Our MLOps platform was fractured. The Python team deployed their Keras models via a collection of manually triggered Jenkins jobs that pushed zip archives to Azure Functions. The JavaScript team, building real-time inference features with TensorFlow.js, had their own bespoke pipeline using shell scripts to invoke Rollup for bundling and then manually updated a different set of Azure Functions. Every deployment was a context-switching burden, and rollbacks were a nightmare of tracking down previous artifacts. The core pain point was a lack of a single source of truth for what should be running. We needed a unified, declarative system, one where we could define the desired state of our entire model ecosystem and have a machine tirelessly work to make it a reality.
The concept we settled on was a custom controller, heavily inspired by the Kubernetes reconciliation loop pattern. The architecture would be simple in principle:
- A central, highly-available, strongly consistent data store would hold the “spec” for every model deployment. This is our desired state.
- A stateless controller process would continuously watch this data store for any changes to these specs.
- Upon detecting a change (creation, update, or deletion), the controller would trigger a series of actions—fetching code, building artifacts, and provisioning infrastructure—to align the actual state of the world with the desired state.
- The controller would report the status of its operations back to the data store.
For the data store, we dismissed using a standard SQL database. While possible, we needed a primitive that was explicitly designed for distributed locking and, most importantly, an efficient Watch
API. etcd was the obvious choice. Its transactional semantics and watch streams are precisely what’s needed to build reliable controllers. For the deployment target, Azure Functions provided the necessary polyglot environment, supporting both the Python runtimes for Keras and the Node.js runtimes for our Rollup-bundled TF.js models.

▶ ENTRIES SHOWN
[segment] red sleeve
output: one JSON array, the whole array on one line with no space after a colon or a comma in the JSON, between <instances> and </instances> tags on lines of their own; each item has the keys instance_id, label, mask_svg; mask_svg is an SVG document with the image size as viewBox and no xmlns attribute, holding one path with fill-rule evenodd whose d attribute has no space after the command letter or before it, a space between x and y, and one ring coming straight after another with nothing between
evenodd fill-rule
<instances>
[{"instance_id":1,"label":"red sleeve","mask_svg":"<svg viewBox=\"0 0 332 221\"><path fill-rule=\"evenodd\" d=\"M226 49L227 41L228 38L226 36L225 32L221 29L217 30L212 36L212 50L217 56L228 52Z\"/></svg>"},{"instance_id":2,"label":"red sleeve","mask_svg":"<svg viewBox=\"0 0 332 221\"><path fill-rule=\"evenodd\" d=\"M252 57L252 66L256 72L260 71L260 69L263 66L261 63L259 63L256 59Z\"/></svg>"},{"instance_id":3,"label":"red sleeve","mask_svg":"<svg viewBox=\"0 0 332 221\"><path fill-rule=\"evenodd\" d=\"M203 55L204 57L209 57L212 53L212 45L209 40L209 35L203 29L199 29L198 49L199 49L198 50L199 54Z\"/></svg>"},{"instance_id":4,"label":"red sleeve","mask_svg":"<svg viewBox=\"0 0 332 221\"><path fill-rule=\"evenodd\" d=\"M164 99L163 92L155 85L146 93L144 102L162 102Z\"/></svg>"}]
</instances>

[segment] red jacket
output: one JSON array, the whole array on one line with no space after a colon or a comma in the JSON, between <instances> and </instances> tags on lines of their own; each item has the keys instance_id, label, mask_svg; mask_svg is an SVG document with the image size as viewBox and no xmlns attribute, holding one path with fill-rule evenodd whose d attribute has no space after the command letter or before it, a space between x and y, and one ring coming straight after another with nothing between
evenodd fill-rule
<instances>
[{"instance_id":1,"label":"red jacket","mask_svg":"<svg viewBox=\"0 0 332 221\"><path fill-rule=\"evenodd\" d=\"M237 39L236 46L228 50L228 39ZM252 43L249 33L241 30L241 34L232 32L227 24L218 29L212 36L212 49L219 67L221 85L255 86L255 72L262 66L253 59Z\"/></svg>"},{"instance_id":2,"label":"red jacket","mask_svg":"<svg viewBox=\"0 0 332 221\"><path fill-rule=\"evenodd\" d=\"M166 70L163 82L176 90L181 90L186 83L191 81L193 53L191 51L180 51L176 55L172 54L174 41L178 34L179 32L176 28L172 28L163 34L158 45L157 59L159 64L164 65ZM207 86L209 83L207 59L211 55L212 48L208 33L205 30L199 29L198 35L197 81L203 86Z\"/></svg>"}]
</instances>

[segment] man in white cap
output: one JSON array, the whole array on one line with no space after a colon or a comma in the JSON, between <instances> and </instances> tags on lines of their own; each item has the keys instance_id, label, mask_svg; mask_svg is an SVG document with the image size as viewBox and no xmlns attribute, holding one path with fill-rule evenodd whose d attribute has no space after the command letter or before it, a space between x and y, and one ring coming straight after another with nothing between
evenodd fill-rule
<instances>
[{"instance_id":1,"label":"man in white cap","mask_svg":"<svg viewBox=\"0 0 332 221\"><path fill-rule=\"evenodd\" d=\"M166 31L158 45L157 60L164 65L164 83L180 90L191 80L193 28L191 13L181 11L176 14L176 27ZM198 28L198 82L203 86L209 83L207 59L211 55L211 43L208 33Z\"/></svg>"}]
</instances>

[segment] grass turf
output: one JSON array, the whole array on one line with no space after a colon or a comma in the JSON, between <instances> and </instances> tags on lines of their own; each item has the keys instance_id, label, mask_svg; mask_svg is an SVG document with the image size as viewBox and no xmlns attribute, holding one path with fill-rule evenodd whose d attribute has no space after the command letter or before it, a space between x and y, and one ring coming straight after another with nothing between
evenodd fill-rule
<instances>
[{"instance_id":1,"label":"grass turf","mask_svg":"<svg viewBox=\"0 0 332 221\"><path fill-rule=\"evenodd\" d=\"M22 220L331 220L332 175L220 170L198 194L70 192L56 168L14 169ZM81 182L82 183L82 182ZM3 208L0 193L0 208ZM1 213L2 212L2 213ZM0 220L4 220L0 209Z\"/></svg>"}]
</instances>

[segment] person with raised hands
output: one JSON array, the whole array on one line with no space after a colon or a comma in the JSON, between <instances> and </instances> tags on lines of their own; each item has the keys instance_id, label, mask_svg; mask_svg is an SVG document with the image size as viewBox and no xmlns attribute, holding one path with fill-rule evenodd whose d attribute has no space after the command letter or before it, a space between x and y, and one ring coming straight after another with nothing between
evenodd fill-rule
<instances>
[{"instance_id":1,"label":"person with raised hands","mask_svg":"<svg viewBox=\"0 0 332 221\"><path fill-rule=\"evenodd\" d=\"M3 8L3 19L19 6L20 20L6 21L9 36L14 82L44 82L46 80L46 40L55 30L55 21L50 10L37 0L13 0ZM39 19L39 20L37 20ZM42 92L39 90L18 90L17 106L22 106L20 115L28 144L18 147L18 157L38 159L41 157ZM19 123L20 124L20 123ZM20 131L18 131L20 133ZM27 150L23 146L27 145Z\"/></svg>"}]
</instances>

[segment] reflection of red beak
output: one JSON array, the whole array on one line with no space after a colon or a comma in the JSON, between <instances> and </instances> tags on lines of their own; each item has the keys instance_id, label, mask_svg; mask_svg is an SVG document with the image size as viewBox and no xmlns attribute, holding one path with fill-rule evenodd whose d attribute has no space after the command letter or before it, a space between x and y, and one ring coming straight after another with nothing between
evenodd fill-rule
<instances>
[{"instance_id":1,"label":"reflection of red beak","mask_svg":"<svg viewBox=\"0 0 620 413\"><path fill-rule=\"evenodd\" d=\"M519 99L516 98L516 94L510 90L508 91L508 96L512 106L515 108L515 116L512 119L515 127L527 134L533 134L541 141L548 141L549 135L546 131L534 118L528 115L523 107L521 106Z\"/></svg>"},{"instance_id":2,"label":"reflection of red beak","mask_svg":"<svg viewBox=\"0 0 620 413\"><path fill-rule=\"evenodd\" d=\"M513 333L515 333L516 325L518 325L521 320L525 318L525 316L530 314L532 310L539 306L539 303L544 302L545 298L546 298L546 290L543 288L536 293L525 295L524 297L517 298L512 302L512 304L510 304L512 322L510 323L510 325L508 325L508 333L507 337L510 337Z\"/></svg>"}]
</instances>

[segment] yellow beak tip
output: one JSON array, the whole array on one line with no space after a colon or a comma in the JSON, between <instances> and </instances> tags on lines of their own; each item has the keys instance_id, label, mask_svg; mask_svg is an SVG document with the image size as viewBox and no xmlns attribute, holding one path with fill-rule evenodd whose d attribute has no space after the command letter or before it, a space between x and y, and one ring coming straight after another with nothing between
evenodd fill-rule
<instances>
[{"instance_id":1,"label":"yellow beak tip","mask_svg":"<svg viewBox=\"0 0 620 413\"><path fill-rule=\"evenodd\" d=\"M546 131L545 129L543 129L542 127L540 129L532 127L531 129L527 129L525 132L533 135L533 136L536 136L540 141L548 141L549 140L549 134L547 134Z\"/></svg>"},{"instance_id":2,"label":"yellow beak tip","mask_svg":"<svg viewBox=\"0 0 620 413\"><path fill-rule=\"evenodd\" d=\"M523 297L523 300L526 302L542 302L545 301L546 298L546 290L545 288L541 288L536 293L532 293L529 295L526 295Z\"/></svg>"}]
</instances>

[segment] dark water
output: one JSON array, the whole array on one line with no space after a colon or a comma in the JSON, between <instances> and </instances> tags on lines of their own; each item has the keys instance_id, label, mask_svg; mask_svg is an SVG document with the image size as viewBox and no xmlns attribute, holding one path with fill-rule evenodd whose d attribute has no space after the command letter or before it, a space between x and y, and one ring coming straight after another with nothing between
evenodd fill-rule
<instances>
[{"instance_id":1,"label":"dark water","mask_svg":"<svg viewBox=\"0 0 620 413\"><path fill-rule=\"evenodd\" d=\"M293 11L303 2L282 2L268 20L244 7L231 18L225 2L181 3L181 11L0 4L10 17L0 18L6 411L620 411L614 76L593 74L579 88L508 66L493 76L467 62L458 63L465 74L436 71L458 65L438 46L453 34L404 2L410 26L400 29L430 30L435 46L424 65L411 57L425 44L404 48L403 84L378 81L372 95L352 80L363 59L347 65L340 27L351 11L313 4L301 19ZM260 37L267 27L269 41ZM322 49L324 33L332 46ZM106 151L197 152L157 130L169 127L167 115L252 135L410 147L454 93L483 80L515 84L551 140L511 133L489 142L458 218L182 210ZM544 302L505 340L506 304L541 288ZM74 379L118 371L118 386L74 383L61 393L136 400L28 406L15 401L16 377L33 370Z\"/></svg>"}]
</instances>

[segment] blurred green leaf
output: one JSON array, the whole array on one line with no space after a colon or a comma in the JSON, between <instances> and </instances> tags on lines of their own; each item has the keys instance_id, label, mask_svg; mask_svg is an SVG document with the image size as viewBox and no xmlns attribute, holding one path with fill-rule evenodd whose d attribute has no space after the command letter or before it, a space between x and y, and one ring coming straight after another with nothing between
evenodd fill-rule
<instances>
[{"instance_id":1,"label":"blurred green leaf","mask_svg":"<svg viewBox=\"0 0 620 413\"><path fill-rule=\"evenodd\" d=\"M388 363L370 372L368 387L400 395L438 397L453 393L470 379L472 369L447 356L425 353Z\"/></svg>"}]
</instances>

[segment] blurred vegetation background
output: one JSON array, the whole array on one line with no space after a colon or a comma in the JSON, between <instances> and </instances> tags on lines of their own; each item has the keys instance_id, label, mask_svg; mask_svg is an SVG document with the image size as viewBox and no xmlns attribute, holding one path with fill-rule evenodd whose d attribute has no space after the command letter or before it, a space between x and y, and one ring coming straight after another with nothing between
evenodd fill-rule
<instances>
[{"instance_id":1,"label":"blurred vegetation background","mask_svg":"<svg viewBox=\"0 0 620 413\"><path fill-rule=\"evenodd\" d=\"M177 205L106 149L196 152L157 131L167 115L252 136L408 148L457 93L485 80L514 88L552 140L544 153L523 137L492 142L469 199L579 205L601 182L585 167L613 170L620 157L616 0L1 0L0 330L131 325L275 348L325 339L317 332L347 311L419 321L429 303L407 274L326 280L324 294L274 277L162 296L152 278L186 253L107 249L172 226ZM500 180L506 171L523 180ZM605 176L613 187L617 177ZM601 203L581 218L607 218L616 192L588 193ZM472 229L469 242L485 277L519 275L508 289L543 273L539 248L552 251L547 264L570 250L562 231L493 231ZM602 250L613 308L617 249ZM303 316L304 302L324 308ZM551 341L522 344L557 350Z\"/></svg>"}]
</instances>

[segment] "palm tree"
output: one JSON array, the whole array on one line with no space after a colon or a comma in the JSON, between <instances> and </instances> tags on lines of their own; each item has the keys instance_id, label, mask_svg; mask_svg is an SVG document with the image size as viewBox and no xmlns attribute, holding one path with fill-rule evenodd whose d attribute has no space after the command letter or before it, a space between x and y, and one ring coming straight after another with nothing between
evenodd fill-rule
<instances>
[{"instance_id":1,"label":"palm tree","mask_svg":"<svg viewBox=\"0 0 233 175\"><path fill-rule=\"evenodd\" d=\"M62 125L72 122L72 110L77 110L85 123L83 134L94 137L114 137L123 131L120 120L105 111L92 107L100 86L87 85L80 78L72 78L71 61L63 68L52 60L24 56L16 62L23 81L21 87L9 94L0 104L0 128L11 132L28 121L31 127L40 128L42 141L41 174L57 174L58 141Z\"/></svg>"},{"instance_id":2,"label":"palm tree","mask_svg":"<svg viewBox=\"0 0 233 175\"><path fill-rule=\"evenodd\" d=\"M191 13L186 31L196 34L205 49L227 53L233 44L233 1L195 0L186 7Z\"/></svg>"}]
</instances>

▶ EXERCISE
List the actions that, according to the MLOps platform text above, the controller would trigger after detecting a change to a spec.

▶ ANSWER TO THE PROBLEM
- fetching code
- building artifacts
- provisioning infrastructure